### [Passage]
How to write an anecdote

How to Write an Anecdote and Why Stories Bring Your Nonfiction to Life

26 Sep 2017 Nonfiction

You have a message to share with the world, but so far, people don’t seem interested.

Are you wasting your time?

You are if your nonfiction fails to engage an agent or publisher.

You may have forgotten the importance of storytelling — yes, even in nonfiction.

Adding stories to your nonfiction:

  • Hooks your reader from the get-go
  • Transforms dull writing
  • Makes your point quicker and more clearly than mere narrative summary

People are drawn to stories. I know I am.

Which would more engage you, an essay on how and why to do something, or an anecdote that begins, “Joe had a problem. He…”?

Stories make concepts more relatable. That’s why we tell children the tale of “The Boy Who Cried Wolf,” rather than simply saying, “Don’t lie.”

### [Task requirements]
Give back, word for word, the stretch of the anecdote article that starts at the words "How to Write an Anecdote and" and ends after "don’t seem interested.".

### [Stored rows]

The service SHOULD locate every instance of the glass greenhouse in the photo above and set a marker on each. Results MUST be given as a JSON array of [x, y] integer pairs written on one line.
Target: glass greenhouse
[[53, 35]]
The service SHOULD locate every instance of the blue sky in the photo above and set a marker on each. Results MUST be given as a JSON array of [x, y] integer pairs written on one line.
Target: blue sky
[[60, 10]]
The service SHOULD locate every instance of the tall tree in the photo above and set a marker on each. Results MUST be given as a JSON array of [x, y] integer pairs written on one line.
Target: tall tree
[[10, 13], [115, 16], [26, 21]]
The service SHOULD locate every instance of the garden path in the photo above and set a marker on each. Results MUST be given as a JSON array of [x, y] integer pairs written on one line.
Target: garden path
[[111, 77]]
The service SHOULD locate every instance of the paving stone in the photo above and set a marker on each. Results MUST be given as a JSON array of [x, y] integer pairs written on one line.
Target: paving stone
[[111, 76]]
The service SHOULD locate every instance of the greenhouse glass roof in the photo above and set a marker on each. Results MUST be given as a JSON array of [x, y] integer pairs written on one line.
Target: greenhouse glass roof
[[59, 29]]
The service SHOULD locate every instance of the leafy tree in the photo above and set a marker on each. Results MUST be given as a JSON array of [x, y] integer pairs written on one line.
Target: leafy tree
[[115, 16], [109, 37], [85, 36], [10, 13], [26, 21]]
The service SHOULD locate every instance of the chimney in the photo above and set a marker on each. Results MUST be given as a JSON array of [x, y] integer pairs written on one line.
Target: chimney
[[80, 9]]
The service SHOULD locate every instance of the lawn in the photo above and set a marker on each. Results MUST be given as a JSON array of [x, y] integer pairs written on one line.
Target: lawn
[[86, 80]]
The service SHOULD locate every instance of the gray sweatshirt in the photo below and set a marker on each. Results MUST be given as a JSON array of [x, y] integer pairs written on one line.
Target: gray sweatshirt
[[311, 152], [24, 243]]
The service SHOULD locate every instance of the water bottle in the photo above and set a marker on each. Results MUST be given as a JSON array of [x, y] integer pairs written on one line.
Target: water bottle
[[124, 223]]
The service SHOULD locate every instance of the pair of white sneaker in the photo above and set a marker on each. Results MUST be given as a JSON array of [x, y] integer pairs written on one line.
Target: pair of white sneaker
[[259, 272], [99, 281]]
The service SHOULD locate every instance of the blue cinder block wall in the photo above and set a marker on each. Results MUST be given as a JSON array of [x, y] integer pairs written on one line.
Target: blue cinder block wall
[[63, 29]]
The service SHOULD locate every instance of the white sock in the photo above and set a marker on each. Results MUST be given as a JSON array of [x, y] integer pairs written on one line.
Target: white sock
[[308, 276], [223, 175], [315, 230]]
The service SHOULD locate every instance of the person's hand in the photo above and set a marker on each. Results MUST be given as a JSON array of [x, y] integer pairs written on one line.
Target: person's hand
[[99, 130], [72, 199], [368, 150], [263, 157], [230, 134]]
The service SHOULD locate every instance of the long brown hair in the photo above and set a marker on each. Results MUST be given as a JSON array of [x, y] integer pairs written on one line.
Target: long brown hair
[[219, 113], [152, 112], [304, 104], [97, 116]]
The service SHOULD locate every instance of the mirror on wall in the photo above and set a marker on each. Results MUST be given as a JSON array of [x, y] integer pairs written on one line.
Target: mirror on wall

### [Complete output]
How to Write an Anecdote and Why Stories Bring Your Nonfiction to Life

26 Sep 2017 Nonfiction

You have a message to share with the world, but so far, people don’t seem interested.